_Texte de lecture_
____

En France comme dans de nombreux pays en Europe et dans le monde, le peuple sahraoui bénéficie d’une solidarité active qui s’exprime sous diverses formes : projets de coopération ; accueil d’enfants sahraouis ; parrainage de prisonniers politiques sahraouis ; envoi d’avocats aux procès des militants sahraouis ; missions civiles d’observation ; interventions et délégations ; manifestations de soutien.
Mais ce travail militant pour la solidarité avec le peuple sahraoui n’a pas eu d’écho suffisant dans les médias et son impact a été trop faible sur les positions du gouvernement français qui constitue actuellement le principal obstacle à une solution au conflit.
DE GISCARD A SARKOZY
Quelques semaines après son entrée en fonction, Nicolas Sarkozy avait déclaré à des journalistes : « Il n’y a pas l’ombre d’une brouille avec le Maroc. Sur le fond, il n’y a pas de changement de la position de la France sur le Sahara ». Effectivement, « même s’il n’a pas été un familier du Royaume comme tant d’autres responsables français », d’après un journal marocain, Nicolas Sarkozy a suivi la voie tracée par son prédécesseur Jacques Chirac. Allié inconditionnel du royaume et de son souverain, « Chirac El Alaoui », surnom donné par le journal espagnol « El Pais », avait fait des relations entre la France et le Maroc une affaire de famille comme l’avait souligné le journaliste Jean-Pierre Tuquoi dans son livre « Majesté, je dois beaucoup à votre père… ».
De façon plus ou moins avouée, les gouvernements français successifs ont toujours soutenu le Maroc. Dans les déclarations publiques, ils affirmaient leur soutien au droit international et leur respect des résolutions des Nations Unies auxquelles la France ne manquait pas de souscrire comme membre permanent du Conseil de sécurité. Mais, en même temps, les autorités françaises agissaient en sous-main comme porte-parole des positions marocaines. Aux Nations Unies, le dossier du Sahara occidental a toujours été sous-traité par la diplomatie française. C’est elle qui a exigé, dès l’accord de cessez-le-feu en 1991, que la solution au conflit ne soit pas imposée aux deux parties mais soit « mutuellement acceptable ». Cette contrainte a laissé la possibilité au Maroc de bloquer toute solution politique qui ne lui plaisait pas. Et il ne s’en est pas privé !

____

_Données fournies_
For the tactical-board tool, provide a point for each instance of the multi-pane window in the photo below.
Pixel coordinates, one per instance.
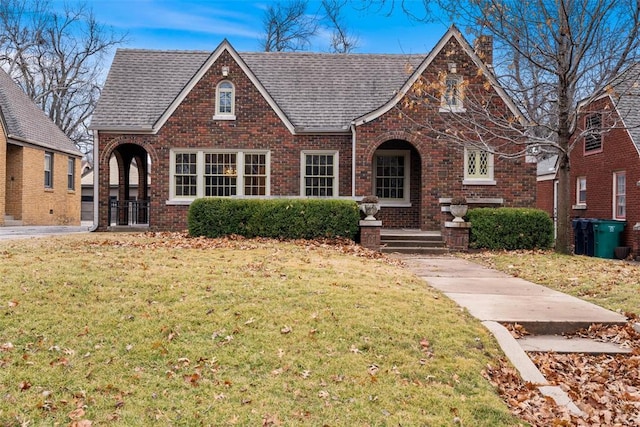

____

_Consigne_
Répondez brièvement aux questions suivantes à l'aide du texte de lecture.
1. Selon le texte, qui constitue actuellement le principal obstacle à une solution au conflit ?
2. Quel surnom le journal espagnol « El Pais » a-t-il donné à Jacques Chirac ?
3. Qu'a exigé la diplomatie française dès l'accord de cessez-le-feu en 1991 ?

_Corrigé_
1. Le gouvernement français.
2. « Chirac El Alaoui ».
3. Que la solution au conflit ne soit pas imposée aux deux parties mais soit « mutuellement acceptable ».